> _GIVEN INSTRUCTION_:
Pull out every line below that contains the word "frosting".

> _RECORDS FOR THE EXERCISE_:
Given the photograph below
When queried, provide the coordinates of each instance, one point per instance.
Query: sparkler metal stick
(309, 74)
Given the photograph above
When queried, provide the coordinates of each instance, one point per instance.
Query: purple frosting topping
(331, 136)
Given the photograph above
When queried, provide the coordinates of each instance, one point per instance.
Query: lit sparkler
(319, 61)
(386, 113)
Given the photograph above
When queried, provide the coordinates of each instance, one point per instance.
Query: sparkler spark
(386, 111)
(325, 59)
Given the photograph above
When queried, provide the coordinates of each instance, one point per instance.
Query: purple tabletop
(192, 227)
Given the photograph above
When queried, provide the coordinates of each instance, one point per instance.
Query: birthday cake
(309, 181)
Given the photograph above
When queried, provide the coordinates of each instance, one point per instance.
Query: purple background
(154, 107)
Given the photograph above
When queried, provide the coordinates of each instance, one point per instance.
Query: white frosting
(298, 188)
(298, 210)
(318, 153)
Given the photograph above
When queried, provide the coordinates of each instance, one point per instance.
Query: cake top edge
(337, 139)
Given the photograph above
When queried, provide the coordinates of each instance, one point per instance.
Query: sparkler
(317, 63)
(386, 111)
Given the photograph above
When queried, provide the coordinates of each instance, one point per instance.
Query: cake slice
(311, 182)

> _TASK ANSWER_:
Query: purple frosting topping
Query: white frosting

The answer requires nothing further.